Location labeling records
<<<<
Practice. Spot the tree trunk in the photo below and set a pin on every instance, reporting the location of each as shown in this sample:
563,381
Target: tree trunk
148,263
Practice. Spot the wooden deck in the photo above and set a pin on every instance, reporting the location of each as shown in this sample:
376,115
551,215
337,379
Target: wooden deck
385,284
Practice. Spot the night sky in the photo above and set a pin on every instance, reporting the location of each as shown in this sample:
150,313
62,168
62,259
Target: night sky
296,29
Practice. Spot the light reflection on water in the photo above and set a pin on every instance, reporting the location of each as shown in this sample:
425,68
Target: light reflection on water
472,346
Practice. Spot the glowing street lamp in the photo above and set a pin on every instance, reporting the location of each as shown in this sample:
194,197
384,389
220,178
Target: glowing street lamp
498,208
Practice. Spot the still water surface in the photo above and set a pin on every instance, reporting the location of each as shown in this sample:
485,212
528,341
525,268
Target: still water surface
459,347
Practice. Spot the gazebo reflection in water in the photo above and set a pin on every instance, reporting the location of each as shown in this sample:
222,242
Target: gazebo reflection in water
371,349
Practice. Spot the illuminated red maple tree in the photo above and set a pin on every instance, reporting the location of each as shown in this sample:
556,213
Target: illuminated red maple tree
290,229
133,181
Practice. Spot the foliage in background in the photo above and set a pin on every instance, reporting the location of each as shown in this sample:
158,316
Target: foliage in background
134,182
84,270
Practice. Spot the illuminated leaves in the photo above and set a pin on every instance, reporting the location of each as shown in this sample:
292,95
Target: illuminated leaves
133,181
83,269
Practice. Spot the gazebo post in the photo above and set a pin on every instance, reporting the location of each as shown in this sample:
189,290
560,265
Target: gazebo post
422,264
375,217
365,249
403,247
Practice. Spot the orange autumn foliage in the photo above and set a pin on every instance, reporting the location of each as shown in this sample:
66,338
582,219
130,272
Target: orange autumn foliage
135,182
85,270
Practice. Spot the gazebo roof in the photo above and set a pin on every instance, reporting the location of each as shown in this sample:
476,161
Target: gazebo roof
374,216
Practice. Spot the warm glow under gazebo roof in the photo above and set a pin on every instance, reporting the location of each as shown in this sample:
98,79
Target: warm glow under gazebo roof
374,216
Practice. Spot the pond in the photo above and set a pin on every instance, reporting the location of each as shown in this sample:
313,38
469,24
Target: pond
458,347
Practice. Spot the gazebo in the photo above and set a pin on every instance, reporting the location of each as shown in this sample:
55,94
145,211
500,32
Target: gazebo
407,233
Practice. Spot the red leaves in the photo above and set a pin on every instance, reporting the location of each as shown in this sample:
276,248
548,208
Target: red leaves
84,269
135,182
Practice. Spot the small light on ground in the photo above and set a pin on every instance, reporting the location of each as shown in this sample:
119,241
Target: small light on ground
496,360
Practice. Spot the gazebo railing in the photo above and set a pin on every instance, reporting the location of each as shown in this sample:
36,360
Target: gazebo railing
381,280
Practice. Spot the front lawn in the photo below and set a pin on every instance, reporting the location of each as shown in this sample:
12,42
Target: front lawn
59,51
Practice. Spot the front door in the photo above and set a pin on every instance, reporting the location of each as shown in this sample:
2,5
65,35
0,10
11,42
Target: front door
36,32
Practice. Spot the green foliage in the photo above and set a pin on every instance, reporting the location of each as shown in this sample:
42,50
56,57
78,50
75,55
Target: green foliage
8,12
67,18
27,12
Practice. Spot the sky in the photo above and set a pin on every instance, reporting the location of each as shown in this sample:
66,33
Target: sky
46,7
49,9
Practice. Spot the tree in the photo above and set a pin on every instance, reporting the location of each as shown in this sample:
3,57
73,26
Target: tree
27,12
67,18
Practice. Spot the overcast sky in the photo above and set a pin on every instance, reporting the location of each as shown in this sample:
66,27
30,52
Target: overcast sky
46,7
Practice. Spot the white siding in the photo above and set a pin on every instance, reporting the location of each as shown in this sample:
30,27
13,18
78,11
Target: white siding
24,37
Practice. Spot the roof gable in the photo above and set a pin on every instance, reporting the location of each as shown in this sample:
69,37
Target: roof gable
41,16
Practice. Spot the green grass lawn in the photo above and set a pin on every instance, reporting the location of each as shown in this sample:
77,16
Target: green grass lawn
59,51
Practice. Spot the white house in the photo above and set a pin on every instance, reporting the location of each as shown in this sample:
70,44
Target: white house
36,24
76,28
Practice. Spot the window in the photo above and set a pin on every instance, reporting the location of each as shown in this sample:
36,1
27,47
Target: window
>>>>
▸ **TASK PROMPT**
Rescale the lines above, starting at the line that contains "Practice. Spot the green grass" and stopping after the final line, by writing them out again with each answer coordinate multiplied by 1.45 and rounded to a whole number, halves rounding up. Reproduce every other part of those lines unchanged, including all other numbers.

▸ **SOLUTION FOR THIS TASK**
Practice. Spot the green grass lawn in the photo above and set a pin on every instance, reporting the location of each as shown in this sample:
77,16
Target: green grass lawn
86,74
Practice. Spot the white house in the photo above and set a pin on every instance, reporting the location of each as shown in this sample:
70,44
Target: white house
52,35
110,41
Practice. Spot the window in the photo above and set a pin on every instance, reporting the location of each as shown in this sample:
36,1
27,47
Target: window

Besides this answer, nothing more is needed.